Action item: Using the material below, print the line that contains "Locate the mask mouth", the line that contains "Locate the mask eye in", and every line in between, exactly and nothing else.

Data listing:
>>>
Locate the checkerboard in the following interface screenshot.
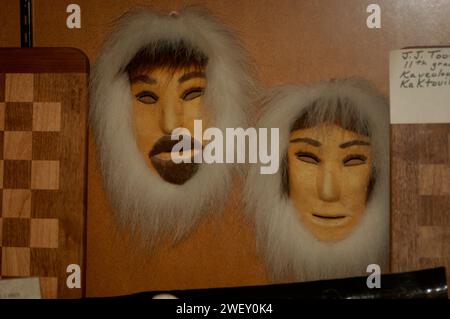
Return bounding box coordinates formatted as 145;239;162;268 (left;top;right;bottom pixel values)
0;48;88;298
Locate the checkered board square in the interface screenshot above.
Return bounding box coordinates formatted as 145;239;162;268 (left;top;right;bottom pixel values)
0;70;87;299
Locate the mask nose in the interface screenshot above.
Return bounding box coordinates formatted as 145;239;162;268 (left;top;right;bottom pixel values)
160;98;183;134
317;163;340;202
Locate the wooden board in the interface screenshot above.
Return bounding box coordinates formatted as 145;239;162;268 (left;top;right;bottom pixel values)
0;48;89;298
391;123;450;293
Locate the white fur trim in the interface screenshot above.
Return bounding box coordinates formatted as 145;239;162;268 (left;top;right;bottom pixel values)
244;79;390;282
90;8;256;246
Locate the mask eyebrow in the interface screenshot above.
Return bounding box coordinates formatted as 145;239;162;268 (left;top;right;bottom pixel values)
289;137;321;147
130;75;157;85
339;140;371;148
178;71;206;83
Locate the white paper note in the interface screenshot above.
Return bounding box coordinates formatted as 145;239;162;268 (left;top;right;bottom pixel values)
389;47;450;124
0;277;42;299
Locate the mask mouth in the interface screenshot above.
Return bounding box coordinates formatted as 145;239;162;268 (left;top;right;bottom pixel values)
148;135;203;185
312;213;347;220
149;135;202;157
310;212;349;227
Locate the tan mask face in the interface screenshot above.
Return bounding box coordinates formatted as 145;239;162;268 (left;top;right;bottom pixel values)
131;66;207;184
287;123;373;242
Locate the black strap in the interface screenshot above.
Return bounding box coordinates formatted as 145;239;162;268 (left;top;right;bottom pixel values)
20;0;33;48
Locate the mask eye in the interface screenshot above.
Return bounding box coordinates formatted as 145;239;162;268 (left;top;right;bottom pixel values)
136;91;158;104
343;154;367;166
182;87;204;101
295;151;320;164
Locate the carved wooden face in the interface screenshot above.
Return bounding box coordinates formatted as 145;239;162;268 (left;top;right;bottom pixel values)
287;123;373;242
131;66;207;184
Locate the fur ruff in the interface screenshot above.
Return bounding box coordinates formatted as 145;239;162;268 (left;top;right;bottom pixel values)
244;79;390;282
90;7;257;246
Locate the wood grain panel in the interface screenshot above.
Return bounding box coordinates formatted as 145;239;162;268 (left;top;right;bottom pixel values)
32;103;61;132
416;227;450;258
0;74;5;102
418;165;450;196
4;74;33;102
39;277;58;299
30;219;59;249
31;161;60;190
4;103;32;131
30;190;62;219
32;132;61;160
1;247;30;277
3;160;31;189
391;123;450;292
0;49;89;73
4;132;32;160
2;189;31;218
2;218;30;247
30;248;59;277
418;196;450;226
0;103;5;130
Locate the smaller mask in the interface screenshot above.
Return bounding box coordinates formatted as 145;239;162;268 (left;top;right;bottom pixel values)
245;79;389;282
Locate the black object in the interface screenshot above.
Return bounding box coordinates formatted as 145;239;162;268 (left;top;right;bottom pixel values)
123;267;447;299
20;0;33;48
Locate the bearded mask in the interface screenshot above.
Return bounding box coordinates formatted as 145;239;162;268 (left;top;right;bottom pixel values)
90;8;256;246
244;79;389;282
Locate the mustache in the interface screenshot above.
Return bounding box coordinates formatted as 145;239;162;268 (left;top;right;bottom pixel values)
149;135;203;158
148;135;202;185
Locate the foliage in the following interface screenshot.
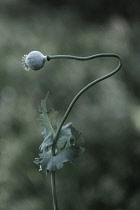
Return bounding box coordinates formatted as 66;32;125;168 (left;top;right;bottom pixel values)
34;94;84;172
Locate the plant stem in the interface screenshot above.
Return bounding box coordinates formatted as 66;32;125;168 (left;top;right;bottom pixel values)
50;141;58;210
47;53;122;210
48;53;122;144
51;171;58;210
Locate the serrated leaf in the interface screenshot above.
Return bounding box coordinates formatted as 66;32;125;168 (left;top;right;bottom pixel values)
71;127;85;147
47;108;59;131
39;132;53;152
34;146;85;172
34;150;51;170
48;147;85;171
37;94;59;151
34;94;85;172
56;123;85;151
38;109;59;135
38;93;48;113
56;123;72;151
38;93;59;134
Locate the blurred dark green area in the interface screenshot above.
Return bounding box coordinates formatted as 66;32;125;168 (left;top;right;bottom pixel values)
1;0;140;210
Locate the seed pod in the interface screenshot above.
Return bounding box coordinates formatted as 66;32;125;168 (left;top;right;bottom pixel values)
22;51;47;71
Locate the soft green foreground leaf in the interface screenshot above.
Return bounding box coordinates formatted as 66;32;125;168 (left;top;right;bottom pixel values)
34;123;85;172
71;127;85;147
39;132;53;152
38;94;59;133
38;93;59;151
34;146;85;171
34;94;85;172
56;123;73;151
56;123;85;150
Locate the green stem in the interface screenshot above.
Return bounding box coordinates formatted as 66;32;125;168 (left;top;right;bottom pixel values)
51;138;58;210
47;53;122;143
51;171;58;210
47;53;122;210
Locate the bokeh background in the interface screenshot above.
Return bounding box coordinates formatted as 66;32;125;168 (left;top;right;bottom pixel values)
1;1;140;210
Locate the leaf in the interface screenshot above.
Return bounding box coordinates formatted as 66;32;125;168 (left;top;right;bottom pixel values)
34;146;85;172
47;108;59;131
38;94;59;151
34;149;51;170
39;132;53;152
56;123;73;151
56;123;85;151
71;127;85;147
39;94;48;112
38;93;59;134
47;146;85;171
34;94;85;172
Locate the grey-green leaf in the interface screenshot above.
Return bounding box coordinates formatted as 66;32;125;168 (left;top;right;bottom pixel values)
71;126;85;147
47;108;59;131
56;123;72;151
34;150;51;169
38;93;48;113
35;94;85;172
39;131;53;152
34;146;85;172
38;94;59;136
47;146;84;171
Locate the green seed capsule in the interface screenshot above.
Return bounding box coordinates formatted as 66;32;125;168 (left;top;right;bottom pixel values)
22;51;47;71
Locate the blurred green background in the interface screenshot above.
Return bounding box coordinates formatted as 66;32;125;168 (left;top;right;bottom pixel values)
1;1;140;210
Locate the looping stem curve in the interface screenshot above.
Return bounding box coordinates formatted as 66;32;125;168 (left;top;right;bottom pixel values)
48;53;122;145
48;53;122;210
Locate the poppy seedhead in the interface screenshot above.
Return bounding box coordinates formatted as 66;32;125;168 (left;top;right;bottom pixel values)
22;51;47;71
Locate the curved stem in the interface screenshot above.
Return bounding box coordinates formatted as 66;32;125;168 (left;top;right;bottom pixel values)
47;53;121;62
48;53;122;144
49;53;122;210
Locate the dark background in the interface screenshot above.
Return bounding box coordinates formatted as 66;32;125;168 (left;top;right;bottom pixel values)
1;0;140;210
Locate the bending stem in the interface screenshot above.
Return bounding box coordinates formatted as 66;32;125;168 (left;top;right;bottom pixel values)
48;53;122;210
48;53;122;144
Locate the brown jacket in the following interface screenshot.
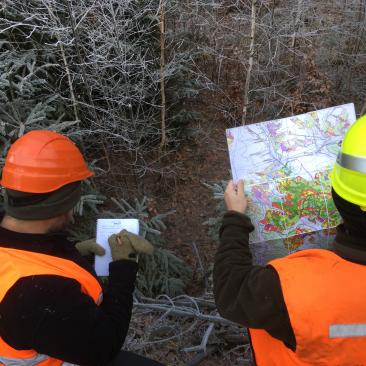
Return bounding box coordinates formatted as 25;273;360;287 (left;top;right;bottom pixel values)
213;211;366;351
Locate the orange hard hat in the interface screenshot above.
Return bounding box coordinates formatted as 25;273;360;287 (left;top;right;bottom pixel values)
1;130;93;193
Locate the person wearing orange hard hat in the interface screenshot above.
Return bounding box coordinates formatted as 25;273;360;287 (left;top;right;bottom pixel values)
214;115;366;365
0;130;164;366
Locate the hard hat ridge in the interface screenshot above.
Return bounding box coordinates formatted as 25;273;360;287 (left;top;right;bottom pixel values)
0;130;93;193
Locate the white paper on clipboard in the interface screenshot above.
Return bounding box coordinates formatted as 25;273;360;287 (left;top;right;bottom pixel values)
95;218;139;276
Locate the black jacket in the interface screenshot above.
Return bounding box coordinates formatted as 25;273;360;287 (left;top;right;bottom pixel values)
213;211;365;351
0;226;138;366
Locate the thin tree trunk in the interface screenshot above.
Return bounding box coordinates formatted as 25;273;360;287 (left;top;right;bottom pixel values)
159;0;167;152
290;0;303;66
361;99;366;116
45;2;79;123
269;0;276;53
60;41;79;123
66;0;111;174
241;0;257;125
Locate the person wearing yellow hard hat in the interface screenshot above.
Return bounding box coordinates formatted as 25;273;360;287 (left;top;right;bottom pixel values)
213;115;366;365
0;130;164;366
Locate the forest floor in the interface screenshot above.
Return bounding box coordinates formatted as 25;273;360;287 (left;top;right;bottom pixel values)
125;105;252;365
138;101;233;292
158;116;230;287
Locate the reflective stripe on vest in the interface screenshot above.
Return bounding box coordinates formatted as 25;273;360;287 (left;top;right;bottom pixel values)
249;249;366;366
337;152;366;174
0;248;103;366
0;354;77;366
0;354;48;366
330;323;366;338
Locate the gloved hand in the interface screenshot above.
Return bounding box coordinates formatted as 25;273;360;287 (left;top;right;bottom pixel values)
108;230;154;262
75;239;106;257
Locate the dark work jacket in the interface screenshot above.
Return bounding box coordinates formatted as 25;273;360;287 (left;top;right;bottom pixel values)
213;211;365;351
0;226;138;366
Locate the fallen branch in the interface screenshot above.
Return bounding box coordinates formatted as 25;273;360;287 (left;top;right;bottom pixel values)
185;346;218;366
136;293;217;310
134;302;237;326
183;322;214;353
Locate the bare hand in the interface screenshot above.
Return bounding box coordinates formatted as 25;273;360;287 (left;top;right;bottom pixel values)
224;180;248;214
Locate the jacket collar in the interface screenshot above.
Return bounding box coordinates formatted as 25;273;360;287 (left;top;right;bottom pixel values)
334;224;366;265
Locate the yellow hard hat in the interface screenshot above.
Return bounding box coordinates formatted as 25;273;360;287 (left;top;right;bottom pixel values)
<<<
Completed exercise:
Locate the mask mouth in the interface screenshot above.
Return bounding box coordinates formatted as 145;239;162;268 (left;top;right;bottom pixel values)
148;135;203;185
312;213;347;220
149;135;202;157
310;212;349;227
Locate the tan mask face in the interface screenshot above.
Return bounding box coordinates formatted as 145;239;162;268 (left;top;right;bottom pixel values)
131;66;207;184
287;123;373;242
Locate the black strap in the interface screenshot above.
Return bounding box coordinates formatted as 145;239;162;268 (left;top;right;bottom pixel values)
20;0;33;48
Locate the mask eye in the interface screenshot above.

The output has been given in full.